[Excerpts of labeled region data]
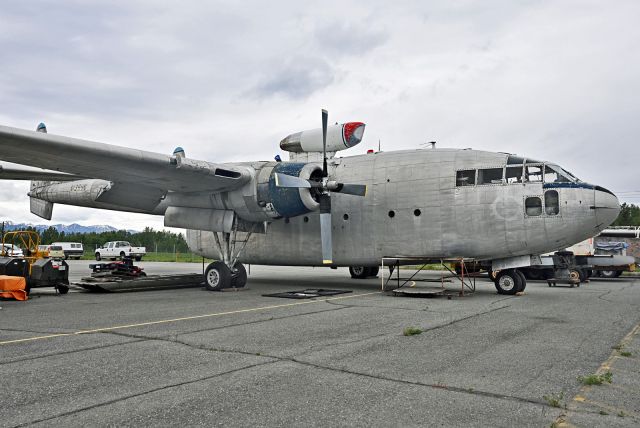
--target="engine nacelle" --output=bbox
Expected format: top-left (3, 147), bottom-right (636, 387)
top-left (264, 162), bottom-right (322, 217)
top-left (280, 122), bottom-right (365, 153)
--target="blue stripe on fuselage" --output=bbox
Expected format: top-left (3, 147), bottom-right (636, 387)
top-left (542, 183), bottom-right (594, 189)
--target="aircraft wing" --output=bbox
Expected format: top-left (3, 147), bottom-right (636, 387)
top-left (0, 126), bottom-right (251, 192)
top-left (0, 164), bottom-right (86, 181)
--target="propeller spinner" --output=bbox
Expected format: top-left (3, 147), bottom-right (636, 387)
top-left (275, 109), bottom-right (367, 264)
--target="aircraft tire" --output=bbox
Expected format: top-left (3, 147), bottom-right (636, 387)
top-left (204, 262), bottom-right (231, 291)
top-left (515, 269), bottom-right (527, 293)
top-left (598, 270), bottom-right (616, 278)
top-left (495, 269), bottom-right (521, 295)
top-left (231, 263), bottom-right (247, 288)
top-left (349, 266), bottom-right (370, 279)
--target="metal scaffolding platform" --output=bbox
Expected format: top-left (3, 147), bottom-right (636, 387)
top-left (380, 256), bottom-right (478, 298)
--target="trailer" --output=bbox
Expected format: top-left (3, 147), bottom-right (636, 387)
top-left (521, 238), bottom-right (636, 284)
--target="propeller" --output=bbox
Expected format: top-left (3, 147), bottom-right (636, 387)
top-left (275, 109), bottom-right (367, 264)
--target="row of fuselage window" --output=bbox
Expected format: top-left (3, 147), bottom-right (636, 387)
top-left (456, 164), bottom-right (570, 187)
top-left (524, 190), bottom-right (560, 217)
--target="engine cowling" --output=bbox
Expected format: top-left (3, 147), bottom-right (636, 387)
top-left (268, 162), bottom-right (322, 217)
top-left (280, 122), bottom-right (365, 153)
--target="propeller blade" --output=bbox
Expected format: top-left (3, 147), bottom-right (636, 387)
top-left (322, 109), bottom-right (329, 177)
top-left (333, 183), bottom-right (367, 196)
top-left (320, 193), bottom-right (333, 265)
top-left (274, 172), bottom-right (311, 189)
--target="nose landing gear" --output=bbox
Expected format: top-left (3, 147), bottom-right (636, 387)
top-left (494, 269), bottom-right (527, 295)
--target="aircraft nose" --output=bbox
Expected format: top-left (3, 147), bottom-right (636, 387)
top-left (593, 186), bottom-right (620, 229)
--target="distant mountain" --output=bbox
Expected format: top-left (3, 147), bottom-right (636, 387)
top-left (4, 221), bottom-right (137, 233)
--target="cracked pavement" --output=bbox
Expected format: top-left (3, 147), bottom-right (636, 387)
top-left (0, 261), bottom-right (640, 427)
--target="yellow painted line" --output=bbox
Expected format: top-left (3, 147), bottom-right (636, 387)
top-left (0, 291), bottom-right (381, 345)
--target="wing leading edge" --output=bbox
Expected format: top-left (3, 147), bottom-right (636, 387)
top-left (0, 126), bottom-right (251, 192)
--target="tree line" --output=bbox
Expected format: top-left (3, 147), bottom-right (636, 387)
top-left (5, 227), bottom-right (189, 253)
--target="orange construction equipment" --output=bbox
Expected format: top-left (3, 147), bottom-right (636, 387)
top-left (0, 275), bottom-right (27, 300)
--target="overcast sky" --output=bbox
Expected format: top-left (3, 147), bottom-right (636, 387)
top-left (0, 0), bottom-right (640, 229)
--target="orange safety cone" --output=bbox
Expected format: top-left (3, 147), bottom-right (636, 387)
top-left (0, 275), bottom-right (28, 300)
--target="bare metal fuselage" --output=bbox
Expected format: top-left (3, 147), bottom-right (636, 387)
top-left (187, 149), bottom-right (618, 266)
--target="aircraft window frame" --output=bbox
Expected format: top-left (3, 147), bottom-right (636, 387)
top-left (522, 163), bottom-right (544, 184)
top-left (543, 163), bottom-right (579, 183)
top-left (544, 190), bottom-right (560, 217)
top-left (456, 169), bottom-right (478, 187)
top-left (476, 166), bottom-right (504, 186)
top-left (524, 195), bottom-right (543, 217)
top-left (504, 165), bottom-right (524, 184)
top-left (507, 155), bottom-right (524, 166)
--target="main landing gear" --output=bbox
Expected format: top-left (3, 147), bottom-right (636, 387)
top-left (494, 269), bottom-right (527, 295)
top-left (204, 222), bottom-right (253, 291)
top-left (349, 266), bottom-right (380, 279)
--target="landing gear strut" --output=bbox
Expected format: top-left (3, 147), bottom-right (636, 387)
top-left (204, 221), bottom-right (253, 291)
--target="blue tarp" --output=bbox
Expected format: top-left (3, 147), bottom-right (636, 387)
top-left (596, 242), bottom-right (629, 251)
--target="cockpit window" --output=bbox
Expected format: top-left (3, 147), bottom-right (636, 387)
top-left (544, 190), bottom-right (560, 215)
top-left (456, 169), bottom-right (476, 186)
top-left (504, 165), bottom-right (522, 184)
top-left (478, 168), bottom-right (502, 184)
top-left (524, 196), bottom-right (542, 216)
top-left (524, 165), bottom-right (542, 183)
top-left (544, 164), bottom-right (572, 183)
top-left (507, 155), bottom-right (524, 165)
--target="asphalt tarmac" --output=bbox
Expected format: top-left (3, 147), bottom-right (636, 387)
top-left (0, 261), bottom-right (640, 427)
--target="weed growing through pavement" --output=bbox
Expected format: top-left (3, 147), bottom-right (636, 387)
top-left (542, 391), bottom-right (567, 409)
top-left (578, 372), bottom-right (613, 385)
top-left (402, 327), bottom-right (423, 336)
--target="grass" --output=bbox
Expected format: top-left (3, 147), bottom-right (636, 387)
top-left (402, 327), bottom-right (424, 336)
top-left (542, 391), bottom-right (567, 408)
top-left (578, 372), bottom-right (613, 385)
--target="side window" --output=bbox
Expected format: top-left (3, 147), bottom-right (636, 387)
top-left (544, 165), bottom-right (559, 182)
top-left (544, 190), bottom-right (560, 215)
top-left (504, 165), bottom-right (522, 184)
top-left (524, 196), bottom-right (542, 216)
top-left (524, 165), bottom-right (542, 183)
top-left (478, 168), bottom-right (502, 184)
top-left (456, 169), bottom-right (476, 186)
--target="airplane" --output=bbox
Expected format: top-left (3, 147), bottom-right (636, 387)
top-left (0, 110), bottom-right (620, 294)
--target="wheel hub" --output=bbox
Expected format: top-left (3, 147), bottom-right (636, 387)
top-left (352, 266), bottom-right (364, 275)
top-left (498, 275), bottom-right (516, 291)
top-left (207, 269), bottom-right (220, 287)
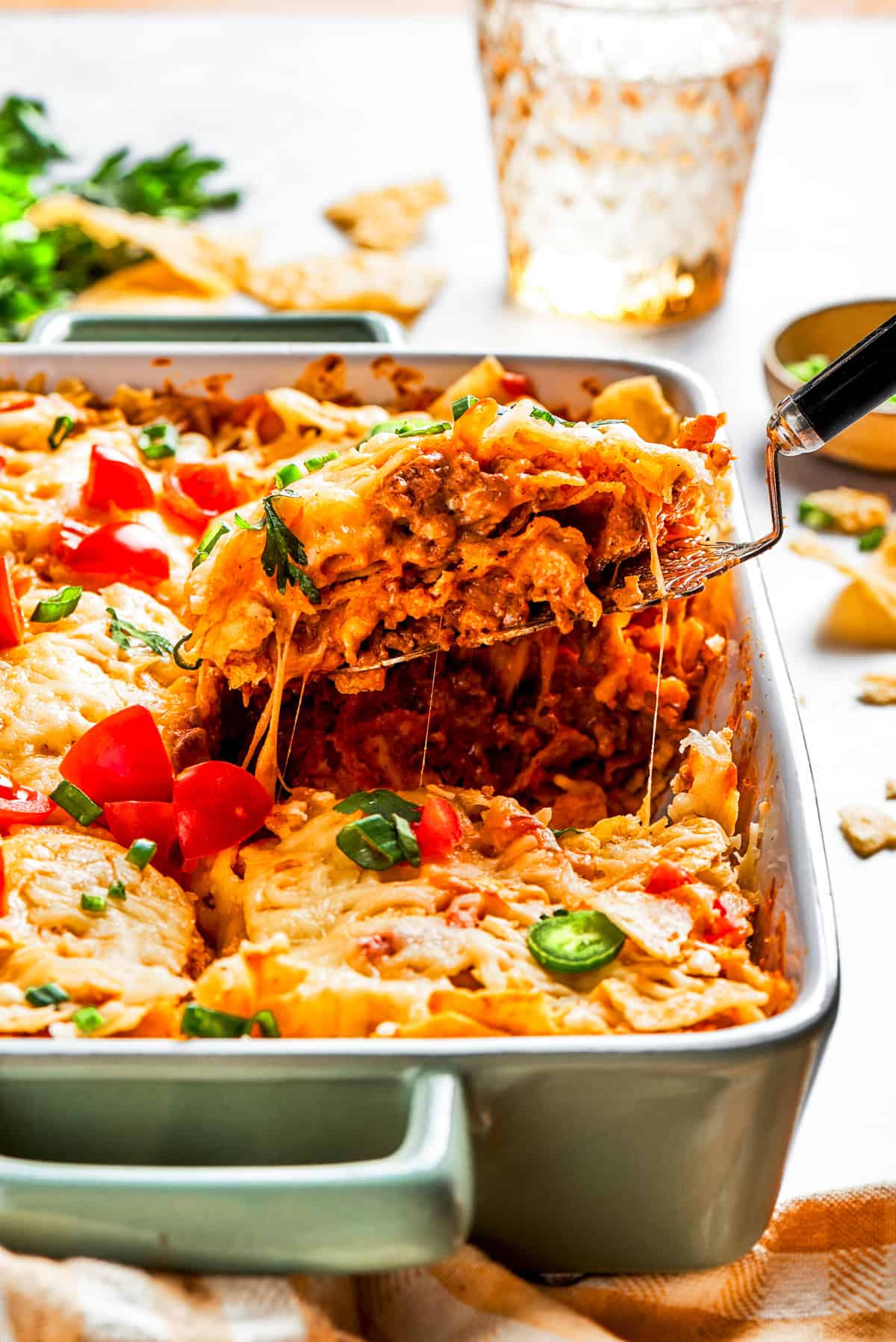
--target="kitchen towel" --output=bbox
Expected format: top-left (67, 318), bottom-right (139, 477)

> Short problem: Could you reproduce the listing above, starting at its beginning and ending at the line containing "top-left (542, 183), bottom-right (594, 189)" (both ends included), requests and all, but with every bounding-box coordinate in the answers scaled by 1.4 and rounded to whole numbers, halves rounded up? Keep the requests and their format samples unchanged, and leave the pictures out.

> Reply to the task:
--target="engine nacelle" --output=bbox
Expected format: top-left (3, 147), bottom-right (636, 387)
top-left (370, 227), bottom-right (451, 304)
top-left (392, 171), bottom-right (511, 214)
--target="blue stripe on fuselage" --output=bbox
Expected format: top-left (3, 147), bottom-right (636, 387)
top-left (759, 256), bottom-right (832, 265)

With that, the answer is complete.